Supplied material section start

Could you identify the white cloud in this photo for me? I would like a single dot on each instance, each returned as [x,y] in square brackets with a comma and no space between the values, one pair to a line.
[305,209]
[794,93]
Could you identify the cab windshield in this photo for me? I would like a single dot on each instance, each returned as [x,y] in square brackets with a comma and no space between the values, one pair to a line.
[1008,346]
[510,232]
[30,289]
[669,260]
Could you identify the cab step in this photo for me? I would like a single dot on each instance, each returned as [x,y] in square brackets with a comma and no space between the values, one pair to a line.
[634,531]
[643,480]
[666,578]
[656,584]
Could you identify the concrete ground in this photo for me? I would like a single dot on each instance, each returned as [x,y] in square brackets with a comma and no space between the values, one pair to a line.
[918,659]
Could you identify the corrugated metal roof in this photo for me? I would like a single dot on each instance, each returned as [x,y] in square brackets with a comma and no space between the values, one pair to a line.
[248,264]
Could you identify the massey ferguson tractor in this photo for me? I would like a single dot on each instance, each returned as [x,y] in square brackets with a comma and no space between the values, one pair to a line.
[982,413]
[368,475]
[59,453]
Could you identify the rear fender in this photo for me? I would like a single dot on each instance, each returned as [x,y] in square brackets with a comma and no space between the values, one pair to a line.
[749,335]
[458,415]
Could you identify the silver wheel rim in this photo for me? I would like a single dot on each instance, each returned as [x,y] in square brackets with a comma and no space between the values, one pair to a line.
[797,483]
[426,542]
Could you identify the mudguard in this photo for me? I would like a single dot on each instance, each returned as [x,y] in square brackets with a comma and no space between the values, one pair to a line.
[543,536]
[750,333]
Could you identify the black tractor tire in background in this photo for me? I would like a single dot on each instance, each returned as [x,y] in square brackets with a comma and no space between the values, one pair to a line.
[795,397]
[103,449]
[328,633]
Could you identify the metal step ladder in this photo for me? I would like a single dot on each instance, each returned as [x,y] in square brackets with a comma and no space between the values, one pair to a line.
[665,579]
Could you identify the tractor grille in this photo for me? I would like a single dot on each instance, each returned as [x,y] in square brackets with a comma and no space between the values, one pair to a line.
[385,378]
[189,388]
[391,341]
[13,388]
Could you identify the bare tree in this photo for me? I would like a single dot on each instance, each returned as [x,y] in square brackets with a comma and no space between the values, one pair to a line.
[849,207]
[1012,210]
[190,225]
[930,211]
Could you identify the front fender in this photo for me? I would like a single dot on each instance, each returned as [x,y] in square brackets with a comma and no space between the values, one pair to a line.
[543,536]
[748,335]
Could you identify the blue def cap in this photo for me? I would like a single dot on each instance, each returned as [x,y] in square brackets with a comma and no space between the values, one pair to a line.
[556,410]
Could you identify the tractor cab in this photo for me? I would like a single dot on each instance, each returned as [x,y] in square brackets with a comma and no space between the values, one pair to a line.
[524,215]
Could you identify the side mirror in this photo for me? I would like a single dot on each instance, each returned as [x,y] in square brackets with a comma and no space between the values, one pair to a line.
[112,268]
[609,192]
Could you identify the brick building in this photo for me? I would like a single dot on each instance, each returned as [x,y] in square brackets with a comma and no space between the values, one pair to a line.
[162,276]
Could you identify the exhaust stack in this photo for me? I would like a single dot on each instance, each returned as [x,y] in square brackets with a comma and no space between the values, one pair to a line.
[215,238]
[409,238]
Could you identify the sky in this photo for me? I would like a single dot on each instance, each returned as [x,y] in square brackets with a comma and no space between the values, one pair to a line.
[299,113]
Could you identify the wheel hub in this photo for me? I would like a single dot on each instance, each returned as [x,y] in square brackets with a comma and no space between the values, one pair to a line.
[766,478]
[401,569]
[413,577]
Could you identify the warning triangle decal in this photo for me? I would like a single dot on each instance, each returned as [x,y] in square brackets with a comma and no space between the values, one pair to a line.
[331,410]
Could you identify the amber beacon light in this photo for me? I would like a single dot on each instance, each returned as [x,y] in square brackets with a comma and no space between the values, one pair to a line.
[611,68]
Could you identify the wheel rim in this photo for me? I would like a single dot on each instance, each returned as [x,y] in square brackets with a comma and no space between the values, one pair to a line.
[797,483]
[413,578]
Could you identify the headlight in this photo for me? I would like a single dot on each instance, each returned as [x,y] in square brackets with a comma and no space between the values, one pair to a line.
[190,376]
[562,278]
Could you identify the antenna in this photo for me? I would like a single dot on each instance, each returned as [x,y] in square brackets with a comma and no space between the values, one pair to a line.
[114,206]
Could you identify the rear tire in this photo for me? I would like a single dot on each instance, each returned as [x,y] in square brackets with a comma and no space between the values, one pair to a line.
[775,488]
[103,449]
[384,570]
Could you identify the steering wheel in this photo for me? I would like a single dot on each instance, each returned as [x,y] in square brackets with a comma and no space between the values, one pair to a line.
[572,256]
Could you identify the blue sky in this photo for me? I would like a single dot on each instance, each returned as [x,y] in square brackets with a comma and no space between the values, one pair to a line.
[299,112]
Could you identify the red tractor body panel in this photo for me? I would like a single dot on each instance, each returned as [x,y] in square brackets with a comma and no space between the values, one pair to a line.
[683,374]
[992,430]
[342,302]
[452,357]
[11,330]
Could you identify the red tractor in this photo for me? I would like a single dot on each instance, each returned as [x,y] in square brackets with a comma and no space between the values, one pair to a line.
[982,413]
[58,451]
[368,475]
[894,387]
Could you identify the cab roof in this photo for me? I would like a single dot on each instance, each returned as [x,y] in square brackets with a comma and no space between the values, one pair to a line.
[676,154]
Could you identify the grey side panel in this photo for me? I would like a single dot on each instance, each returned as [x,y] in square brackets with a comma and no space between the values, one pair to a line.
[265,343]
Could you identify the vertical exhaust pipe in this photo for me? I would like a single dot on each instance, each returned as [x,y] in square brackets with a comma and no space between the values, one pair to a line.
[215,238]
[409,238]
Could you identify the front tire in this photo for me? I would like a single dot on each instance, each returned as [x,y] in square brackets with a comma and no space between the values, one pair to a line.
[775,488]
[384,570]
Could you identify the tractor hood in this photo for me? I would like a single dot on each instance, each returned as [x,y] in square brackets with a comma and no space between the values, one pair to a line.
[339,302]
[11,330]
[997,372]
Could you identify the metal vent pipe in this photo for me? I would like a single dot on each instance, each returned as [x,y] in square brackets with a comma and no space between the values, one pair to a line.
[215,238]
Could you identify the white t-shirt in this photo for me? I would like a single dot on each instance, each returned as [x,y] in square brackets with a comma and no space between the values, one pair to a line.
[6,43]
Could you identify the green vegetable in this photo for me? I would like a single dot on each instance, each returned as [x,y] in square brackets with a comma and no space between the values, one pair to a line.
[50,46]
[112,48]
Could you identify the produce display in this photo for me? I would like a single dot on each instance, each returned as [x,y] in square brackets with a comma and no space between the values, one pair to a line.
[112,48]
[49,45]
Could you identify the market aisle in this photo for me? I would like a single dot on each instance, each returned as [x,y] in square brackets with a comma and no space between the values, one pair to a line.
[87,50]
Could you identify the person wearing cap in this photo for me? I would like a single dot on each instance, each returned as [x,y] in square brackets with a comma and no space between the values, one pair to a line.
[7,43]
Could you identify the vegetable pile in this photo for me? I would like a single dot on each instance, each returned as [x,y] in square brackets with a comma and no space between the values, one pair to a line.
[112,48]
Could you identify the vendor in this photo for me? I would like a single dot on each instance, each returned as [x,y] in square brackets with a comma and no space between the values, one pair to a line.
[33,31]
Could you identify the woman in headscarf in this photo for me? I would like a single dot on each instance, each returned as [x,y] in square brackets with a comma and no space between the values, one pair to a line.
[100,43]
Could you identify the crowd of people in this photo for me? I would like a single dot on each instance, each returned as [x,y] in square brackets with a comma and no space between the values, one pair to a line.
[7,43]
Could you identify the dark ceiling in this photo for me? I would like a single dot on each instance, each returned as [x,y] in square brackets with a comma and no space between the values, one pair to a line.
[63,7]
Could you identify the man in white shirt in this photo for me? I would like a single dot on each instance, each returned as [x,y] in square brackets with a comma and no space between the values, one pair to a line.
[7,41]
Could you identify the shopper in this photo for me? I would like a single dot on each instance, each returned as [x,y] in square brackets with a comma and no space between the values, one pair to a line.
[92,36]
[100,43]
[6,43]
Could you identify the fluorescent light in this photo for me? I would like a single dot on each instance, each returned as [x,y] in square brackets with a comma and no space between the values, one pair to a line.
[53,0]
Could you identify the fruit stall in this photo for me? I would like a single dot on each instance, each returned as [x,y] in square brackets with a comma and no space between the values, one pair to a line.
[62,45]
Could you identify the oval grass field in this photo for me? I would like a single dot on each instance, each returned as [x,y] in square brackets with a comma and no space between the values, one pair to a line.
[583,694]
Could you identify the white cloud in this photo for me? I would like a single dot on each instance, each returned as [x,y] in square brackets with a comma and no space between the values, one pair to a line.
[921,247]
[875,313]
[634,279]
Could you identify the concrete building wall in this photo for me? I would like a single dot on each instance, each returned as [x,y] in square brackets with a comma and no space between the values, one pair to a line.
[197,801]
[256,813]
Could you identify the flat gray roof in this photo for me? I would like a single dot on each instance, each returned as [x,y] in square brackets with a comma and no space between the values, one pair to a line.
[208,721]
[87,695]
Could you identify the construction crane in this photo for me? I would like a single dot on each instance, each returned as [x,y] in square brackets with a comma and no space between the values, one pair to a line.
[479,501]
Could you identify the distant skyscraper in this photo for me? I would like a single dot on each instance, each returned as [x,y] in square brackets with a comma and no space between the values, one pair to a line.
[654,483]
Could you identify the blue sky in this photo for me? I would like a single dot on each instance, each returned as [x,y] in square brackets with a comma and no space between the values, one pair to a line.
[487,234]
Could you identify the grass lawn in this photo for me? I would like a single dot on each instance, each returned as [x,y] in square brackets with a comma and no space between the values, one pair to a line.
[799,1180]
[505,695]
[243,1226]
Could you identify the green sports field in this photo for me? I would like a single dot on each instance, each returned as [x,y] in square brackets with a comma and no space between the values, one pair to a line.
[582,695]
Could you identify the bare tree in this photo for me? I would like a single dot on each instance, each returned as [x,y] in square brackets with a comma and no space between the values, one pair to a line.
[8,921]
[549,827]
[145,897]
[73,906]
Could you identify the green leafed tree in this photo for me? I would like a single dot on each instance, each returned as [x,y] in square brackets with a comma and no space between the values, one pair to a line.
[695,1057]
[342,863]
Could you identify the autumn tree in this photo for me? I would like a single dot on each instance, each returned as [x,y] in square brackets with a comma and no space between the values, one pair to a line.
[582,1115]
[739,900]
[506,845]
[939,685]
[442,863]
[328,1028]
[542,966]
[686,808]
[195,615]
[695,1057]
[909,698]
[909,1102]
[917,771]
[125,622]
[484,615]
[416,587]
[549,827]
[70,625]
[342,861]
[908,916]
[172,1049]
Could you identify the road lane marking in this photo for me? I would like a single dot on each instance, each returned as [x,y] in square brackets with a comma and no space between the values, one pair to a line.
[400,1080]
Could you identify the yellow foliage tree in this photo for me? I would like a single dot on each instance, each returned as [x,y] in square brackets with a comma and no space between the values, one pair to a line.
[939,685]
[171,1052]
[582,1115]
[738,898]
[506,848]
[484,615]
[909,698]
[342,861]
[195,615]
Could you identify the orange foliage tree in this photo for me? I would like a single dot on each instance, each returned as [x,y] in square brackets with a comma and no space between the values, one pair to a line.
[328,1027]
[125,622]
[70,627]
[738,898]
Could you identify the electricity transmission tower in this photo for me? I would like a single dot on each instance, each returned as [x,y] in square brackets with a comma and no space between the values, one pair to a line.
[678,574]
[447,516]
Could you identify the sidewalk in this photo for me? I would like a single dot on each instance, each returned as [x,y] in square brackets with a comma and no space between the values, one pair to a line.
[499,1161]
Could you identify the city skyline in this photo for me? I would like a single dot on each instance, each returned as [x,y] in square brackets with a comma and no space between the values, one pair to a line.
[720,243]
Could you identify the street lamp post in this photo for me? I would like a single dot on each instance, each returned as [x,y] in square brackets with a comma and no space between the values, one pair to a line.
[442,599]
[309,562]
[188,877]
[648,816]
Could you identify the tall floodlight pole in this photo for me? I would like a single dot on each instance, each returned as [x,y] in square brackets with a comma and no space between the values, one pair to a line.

Supplied material section end

### Action item
Only the lines from the one containing "Could you identify the road" through the end of the material should be reproduced, exactly, with both ends included.

### Answer area
Could you identify the road lane marking in this photo for me? I would like a single dot on each instance, each returned as [x,y] in square brackets with a comma and no space between the values, one pair to a line.
[400,1080]
Could you identify the yellow foliage tree in this photo for me? I would like a single dot on each instance, each returned as [x,y] in square brackets with a comma and no space between the values, one pair to a line.
[939,685]
[171,1052]
[582,1115]
[738,898]
[506,848]
[484,615]
[909,698]
[342,861]
[195,615]
Could you identify the orange foliage tree in this photo for me? I would like a single dot on each instance, each returned as [x,y] in square brackets with a comma and no space between the values, one pair to a line.
[328,1027]
[125,622]
[70,627]
[738,898]
Could you identify the electricity transmission tower in this photo for me? I would like a single dot on each instance, each returned as [x,y] in square brackets with a comma and no space between the values, one pair to a line.
[678,574]
[447,516]
Could you identify the sidewalk in this photo for me? I would like a single dot on each instance, each returned as [x,y] in square brackets with a comma and no space between the values, one pair to a line.
[499,1161]
Could you identify the city skyline in this photo for me? I would like a single dot on each instance, each returned as [x,y] in square brackets with a comma and no space between the values, one pair to a line.
[720,243]
Could you identify the street lamp post in this photo for me? I would like a single dot on each instance, each returned as [x,y] in square brackets with a comma and no space between the values, one pair to a line.
[442,599]
[309,562]
[188,877]
[648,816]
Could you identify the tall floodlight pole in this photo for me? I would like a single dot on each instance, each returned as [x,y] in square brackets with a comma and no space between the values, one pair to a line.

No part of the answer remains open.